PROVIDED INFORMATION:
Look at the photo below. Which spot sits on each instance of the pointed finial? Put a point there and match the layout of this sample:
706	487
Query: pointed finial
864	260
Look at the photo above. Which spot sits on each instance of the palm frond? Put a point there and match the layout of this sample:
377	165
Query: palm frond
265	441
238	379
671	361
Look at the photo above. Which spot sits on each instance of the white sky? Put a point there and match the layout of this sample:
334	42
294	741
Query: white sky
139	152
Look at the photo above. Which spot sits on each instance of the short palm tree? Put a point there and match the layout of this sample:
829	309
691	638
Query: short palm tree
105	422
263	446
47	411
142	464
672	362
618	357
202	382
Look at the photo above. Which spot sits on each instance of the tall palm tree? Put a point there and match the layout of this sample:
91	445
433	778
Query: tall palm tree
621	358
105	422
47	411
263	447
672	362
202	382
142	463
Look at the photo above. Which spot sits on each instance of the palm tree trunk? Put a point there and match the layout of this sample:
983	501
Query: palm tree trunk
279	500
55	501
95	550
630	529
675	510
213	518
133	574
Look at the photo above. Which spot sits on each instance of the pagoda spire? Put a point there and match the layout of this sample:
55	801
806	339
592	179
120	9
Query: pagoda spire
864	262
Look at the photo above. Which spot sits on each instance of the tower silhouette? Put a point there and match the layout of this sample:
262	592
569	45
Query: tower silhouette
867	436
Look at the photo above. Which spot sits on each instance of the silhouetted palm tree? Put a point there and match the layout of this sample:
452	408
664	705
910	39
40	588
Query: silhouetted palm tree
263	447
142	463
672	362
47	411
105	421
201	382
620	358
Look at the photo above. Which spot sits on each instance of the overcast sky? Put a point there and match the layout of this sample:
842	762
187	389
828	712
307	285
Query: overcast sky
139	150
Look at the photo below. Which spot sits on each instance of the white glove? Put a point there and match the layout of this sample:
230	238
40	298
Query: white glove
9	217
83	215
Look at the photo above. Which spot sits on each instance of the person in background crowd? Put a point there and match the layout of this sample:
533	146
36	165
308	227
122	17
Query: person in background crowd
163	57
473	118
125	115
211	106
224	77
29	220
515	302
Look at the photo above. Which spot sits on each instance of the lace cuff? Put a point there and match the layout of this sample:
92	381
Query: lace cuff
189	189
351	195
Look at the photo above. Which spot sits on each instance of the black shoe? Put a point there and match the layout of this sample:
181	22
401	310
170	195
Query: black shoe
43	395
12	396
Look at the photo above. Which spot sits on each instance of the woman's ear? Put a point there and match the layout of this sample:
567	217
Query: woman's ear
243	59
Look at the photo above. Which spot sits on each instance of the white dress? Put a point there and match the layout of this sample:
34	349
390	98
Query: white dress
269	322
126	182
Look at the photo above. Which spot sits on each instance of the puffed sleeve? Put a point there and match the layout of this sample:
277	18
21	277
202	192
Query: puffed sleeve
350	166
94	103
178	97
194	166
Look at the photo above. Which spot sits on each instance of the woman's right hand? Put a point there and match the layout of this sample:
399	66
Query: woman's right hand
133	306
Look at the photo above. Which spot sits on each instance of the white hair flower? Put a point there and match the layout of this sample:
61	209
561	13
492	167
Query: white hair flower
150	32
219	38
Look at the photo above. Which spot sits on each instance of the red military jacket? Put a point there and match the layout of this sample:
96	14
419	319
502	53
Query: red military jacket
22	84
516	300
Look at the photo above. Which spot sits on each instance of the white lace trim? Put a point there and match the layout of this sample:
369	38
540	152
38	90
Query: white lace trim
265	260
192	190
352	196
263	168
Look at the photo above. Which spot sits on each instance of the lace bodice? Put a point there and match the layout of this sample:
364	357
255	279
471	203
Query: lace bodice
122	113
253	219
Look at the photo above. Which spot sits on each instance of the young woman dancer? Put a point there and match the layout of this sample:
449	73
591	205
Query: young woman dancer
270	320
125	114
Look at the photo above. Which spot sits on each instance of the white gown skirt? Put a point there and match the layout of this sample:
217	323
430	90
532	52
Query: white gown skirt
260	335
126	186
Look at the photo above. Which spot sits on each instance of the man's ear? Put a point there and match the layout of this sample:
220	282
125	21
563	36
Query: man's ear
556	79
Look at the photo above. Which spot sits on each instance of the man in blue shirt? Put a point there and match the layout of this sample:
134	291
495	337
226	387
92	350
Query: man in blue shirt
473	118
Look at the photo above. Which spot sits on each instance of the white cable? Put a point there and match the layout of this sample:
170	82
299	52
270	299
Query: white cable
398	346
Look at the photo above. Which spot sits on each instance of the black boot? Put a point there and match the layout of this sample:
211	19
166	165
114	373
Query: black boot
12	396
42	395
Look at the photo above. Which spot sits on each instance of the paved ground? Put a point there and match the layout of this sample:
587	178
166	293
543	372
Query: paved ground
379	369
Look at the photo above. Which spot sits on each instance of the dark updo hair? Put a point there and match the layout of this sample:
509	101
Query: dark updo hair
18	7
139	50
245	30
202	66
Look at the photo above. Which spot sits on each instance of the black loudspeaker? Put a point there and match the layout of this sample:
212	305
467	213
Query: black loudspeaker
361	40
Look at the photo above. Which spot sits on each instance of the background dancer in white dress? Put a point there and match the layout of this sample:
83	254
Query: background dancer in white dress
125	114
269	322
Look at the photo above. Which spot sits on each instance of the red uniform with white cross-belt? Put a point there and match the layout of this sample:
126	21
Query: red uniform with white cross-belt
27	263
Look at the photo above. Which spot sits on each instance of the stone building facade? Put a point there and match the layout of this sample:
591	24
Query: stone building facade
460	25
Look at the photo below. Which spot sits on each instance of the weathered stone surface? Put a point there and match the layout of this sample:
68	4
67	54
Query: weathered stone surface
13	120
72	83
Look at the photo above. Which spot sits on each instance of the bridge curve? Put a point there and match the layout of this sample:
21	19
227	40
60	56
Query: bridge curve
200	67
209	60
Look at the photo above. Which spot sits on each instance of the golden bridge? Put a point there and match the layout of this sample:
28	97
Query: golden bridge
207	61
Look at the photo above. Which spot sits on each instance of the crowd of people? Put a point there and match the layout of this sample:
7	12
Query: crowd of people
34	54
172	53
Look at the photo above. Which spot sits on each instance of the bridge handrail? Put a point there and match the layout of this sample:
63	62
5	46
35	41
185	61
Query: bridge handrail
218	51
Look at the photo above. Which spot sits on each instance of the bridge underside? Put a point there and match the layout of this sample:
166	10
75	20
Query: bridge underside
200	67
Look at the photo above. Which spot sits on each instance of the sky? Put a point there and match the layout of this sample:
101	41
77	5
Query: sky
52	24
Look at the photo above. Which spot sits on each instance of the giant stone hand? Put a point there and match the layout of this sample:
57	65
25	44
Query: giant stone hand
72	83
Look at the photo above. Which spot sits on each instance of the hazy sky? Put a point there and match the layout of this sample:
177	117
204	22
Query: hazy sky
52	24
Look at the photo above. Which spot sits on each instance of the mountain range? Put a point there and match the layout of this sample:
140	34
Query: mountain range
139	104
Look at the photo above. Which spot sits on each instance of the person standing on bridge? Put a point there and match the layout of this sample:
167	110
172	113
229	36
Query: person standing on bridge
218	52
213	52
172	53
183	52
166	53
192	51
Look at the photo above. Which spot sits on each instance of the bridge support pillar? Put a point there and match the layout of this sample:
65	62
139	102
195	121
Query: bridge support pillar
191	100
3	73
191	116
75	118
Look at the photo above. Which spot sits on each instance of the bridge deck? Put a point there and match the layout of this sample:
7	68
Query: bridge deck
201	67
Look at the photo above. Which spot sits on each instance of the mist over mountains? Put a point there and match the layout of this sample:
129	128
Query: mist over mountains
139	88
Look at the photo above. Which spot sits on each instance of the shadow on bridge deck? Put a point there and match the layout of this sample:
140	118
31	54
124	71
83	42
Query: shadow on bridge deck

DESCRIPTION OF THE TASK:
Show every line in the entries where the string "shadow" occurs.

WRITTEN ANSWER:
Look at the photo above. Which spot sits on each instance of the shadow on bridge deck? Put a point there and match the layout of this sample:
Query: shadow on bridge deck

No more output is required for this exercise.